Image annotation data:
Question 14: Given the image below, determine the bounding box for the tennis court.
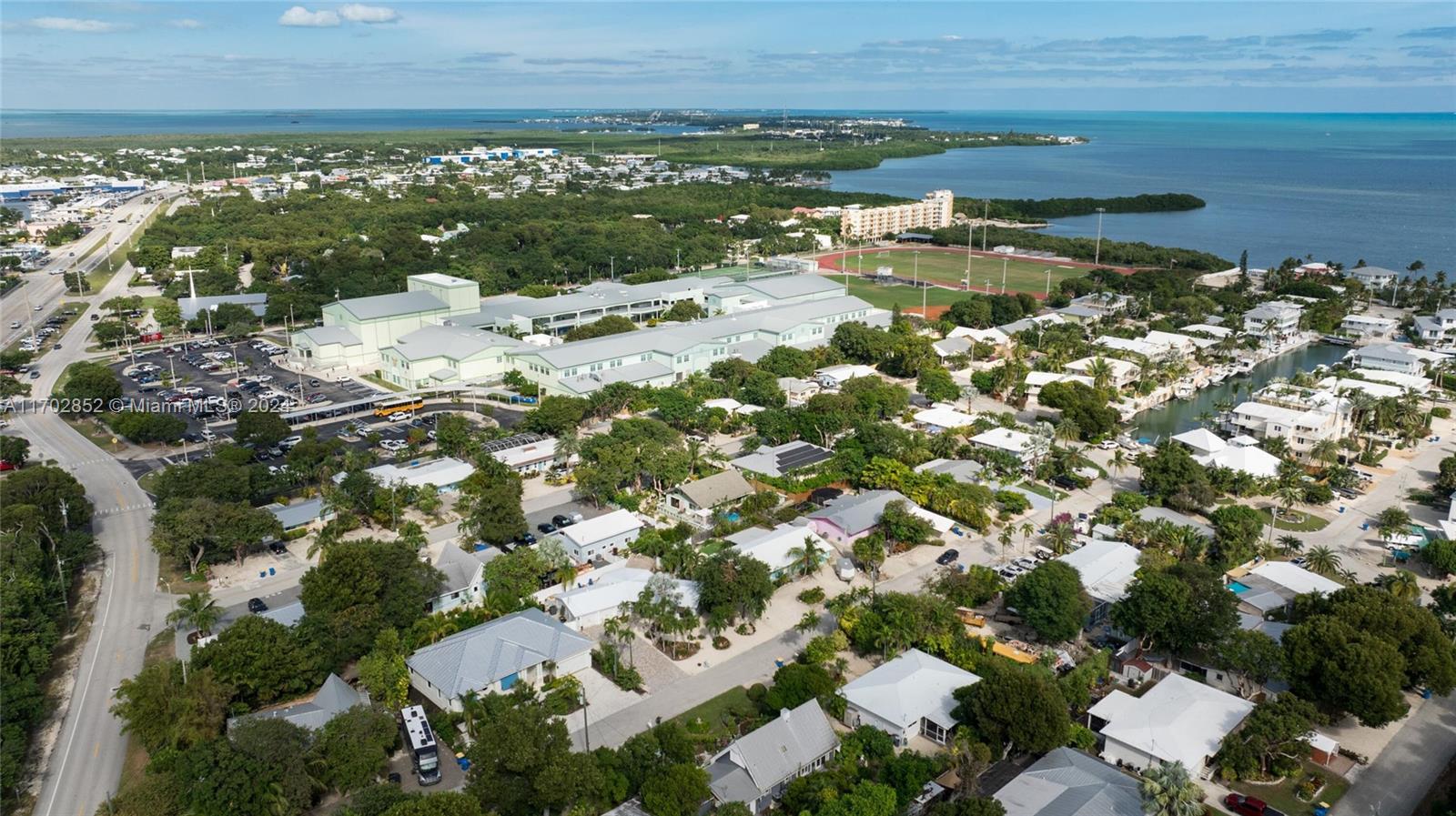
[820,247,1087,295]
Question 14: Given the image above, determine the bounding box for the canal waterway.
[1133,343,1350,440]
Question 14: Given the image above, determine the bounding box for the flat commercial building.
[839,190,956,238]
[510,296,890,396]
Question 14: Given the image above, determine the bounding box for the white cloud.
[339,3,399,25]
[31,17,126,34]
[278,5,339,27]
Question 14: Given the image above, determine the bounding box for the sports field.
[820,247,1087,297]
[830,275,985,316]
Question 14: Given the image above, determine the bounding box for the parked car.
[1223,792,1284,816]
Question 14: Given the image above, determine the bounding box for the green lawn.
[1228,762,1350,816]
[1258,508,1330,532]
[677,680,759,743]
[834,247,1087,294]
[830,277,966,314]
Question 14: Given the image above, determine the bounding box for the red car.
[1223,792,1284,816]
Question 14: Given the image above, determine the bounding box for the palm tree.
[1138,762,1203,816]
[789,535,828,578]
[1046,520,1076,556]
[1305,546,1340,578]
[1374,508,1410,541]
[1309,439,1340,467]
[1385,570,1421,604]
[1277,534,1305,556]
[167,592,223,637]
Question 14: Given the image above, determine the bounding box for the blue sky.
[0,0,1456,111]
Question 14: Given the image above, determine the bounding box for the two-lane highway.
[3,192,170,816]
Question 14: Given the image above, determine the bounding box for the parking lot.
[112,337,380,440]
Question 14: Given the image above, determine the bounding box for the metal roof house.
[840,649,981,745]
[228,673,369,730]
[1087,673,1254,775]
[664,469,754,529]
[405,608,594,711]
[808,490,952,546]
[708,700,839,814]
[993,748,1143,816]
[728,439,834,476]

#### [Required task]
Print all of the entries above again word for word, leaving out the pictures.

#### [Solution to this exercise]
Question 14: Given the image below, determine the bounding box for the tennis court.
[820,247,1087,295]
Question 14: Given the image above, determine the bounding box for the canal waterway.
[1133,343,1350,440]
Question 14: Given the image above, determine the bounding box for the flat commercial building.
[839,190,956,238]
[510,296,890,396]
Question 14: Given the image above, determine the bounding box for the white cloud.
[339,3,399,25]
[31,17,126,34]
[278,5,339,27]
Question 14: Given the image above, determine the bounding box for the sports field.
[820,247,1087,297]
[830,275,985,316]
Question 14: Given the image above, determine the bounding box for the parked car.
[1223,792,1284,816]
Question 14: Given the image above, determine the bounding box for the green lawn.
[1228,762,1350,816]
[1258,508,1330,532]
[677,680,759,743]
[834,247,1087,294]
[830,277,966,314]
Question 14: Given the image above, determine the bounding box for the red car.
[1223,792,1284,816]
Question 14: Given the image above, determine the bounding box for the palm tree.
[1138,762,1203,816]
[789,535,828,578]
[1046,520,1076,556]
[1305,546,1340,578]
[1374,508,1410,541]
[1309,439,1340,467]
[1385,570,1421,604]
[1277,534,1305,556]
[167,592,223,637]
Question 14: Given the image above, determine the bounding box for the blue sky.
[0,0,1456,111]
Question 14: Given the image above, determine the bounding box for the two-lane highway.
[3,192,170,816]
Question 14: Given the image above, determine the bounding box for the parking lot.
[112,337,380,440]
Question 14: Given the image above, determine the bounding box for the metal roof house.
[840,649,981,745]
[228,673,369,730]
[1087,673,1254,775]
[664,469,754,529]
[405,608,594,711]
[808,490,952,546]
[708,700,839,814]
[993,748,1143,816]
[728,439,834,476]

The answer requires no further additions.